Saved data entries
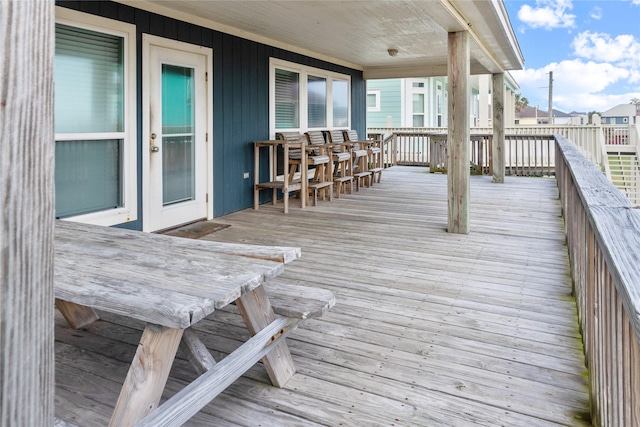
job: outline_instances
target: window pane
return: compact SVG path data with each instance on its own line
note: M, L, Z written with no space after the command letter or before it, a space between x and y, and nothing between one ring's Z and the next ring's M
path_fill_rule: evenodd
M376 95L375 93L368 93L367 94L367 108L376 108L378 106L378 95Z
M193 68L162 64L162 134L193 132Z
M300 75L276 68L276 129L300 127Z
M162 205L195 199L193 68L162 65Z
M422 114L413 116L413 127L414 128L424 127L424 116Z
M424 113L424 94L422 93L413 94L413 112Z
M56 141L56 217L122 206L122 143Z
M124 130L124 39L56 24L56 133Z
M333 81L333 126L349 126L349 82Z
M413 87L424 87L423 82L413 82Z
M309 76L307 80L309 127L327 126L327 79Z

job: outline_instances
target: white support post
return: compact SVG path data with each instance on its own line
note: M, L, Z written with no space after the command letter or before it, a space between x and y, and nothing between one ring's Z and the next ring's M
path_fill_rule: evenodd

> [TO DO]: Write the records out exactly, dropping every image.

> [YOUR RESPONSE]:
job: outline_instances
target: window pane
return: compact SVG path data with each instance on its own line
note: M, L, Z written with no space after the command letter or before it, a space between x and y, and nothing between one ring's Z and the next ring's M
path_fill_rule: evenodd
M376 95L375 93L368 93L367 94L367 108L376 108L378 106L378 95Z
M193 68L162 64L162 134L193 132Z
M300 75L276 68L276 129L300 127Z
M162 205L195 199L193 68L162 65Z
M422 114L413 116L413 127L414 128L424 127L424 116Z
M424 113L424 94L422 93L413 94L413 112Z
M56 141L56 217L122 206L122 143Z
M124 130L124 39L56 24L56 133Z
M333 81L333 126L349 126L349 82Z
M413 87L424 87L423 82L413 82Z
M309 76L307 80L309 127L327 126L327 79Z

job: outline_instances
target: white support post
return: compact SVG path data with each instance on its own line
note: M, L, Z written with no space after the command letter or before it, a space between x and y, and nothing between one ring's Z and the next ring's M
path_fill_rule: evenodd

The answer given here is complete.